[START Passage to read]

Mark’s Holy Spirit dove does not sit cooing on a nearby branch, placidly watching.
No, Mark’s version of the Holy Spirit was an angry bird long before the video game came on the scene. The descending dove tears apart heaven to get to earthly Jesus as he comes up out of the waters of baptism. The Holy Spirit drives out, forces Jesus to leave, expels him still dripping from the Jordan into the wilderness to be tempted by Satan. Somehow that image of a gentle bird, branch in its mouth, doesn’t do Mark’s Holy Spirit justice. The turkey vultures circling above the unfortunate opossum torn asunder on my country road seem a more apt metaphor here. I’d hate to see what would have happened to Jesus if God had not been well pleased with him. Perhaps God’s affirmation comes with a few strings to which one would rather not be attached.
So much packed in so few verses. Jesus’ baptism. Heaven torn apart. Holy Spirit breaking out from the heavenly confines and alighting on Jesus. The voice from heaven proclaiming Jesus’ identity, status and favor. A Spirit induced chase into the wilderness filled with wild beasts. Satan tempting Jesus for forty days. Angels waiting on Jesus for an unspecified duration. All before Jesus begins his ministry. I will take door number two, please. Give me the ministry prep of Hebrew, Greek and ordination exams any day over wilderness, wild beasts and Satan.

[END Passage to read]

### Written problem 1:
Which events does the reflection on Mark's Holy Spirit list as happening before Jesus begins his ministry?
### Written problem 2:
Could you reproduce the reflection on Mark's Holy Spirit word for word, starting with "Mark’s Holy Spirit dove" and going on through "not be attached."?

[START Data excerpts]

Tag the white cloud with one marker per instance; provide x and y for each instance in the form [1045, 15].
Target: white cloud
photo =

[END Data excerpts]
[START Data excerpts]

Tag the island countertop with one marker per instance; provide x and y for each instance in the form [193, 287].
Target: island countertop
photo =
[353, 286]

[END Data excerpts]
[START Data excerpts]

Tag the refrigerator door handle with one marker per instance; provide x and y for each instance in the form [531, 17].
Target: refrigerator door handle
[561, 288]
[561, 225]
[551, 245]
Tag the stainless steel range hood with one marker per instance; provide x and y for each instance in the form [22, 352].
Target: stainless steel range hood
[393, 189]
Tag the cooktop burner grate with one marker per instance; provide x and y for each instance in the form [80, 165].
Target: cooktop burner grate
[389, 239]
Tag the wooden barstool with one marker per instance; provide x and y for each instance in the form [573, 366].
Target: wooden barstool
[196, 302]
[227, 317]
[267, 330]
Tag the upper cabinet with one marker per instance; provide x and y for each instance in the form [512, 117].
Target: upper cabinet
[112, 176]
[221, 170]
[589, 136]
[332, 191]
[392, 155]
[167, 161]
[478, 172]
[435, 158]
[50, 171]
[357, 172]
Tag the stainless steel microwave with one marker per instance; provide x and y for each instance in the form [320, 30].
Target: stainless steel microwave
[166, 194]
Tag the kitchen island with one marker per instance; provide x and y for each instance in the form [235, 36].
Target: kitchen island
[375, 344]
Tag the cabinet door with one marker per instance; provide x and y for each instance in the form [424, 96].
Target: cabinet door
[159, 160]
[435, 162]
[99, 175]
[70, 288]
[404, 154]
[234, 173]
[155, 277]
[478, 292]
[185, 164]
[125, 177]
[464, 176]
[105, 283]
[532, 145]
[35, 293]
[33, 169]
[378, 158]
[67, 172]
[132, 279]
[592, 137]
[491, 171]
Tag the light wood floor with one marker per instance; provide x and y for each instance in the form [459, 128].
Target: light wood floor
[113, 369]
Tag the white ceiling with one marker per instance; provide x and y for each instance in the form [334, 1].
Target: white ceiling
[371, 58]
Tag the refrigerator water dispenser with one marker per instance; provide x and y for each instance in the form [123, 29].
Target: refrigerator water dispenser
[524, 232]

[END Data excerpts]

### Finished answer 1:
- Jesus' baptism
- Heaven torn apart
- The Holy Spirit breaking out from the heavenly confines and alighting on Jesus
- The voice from heaven proclaiming Jesus' identity, status and favor
- A Spirit-induced chase into the wilderness filled with wild beasts
- Satan tempting Jesus for forty days
- Angels waiting on Jesus for an unspecified duration

### Finished answer 2:
Mark’s Holy Spirit dove does not sit cooing on a nearby branch, placidly watching.
No, Mark’s version of the Holy Spirit was an angry bird long before the video game came on the scene. The descending dove tears apart heaven to get to earthly Jesus as he comes up out of the waters of baptism. The Holy Spirit drives out, forces Jesus to leave, expels him still dripping from the Jordan into the wilderness to be tempted by Satan. Somehow that image of a gentle bird, branch in its mouth, doesn’t do Mark’s Holy Spirit justice. The turkey vultures circling above the unfortunate opossum torn asunder on my country road seem a more apt metaphor here. I’d hate to see what would have happened to Jesus if God had not been well pleased with him. Perhaps God’s affirmation comes with a few strings to which one would rather not be attached.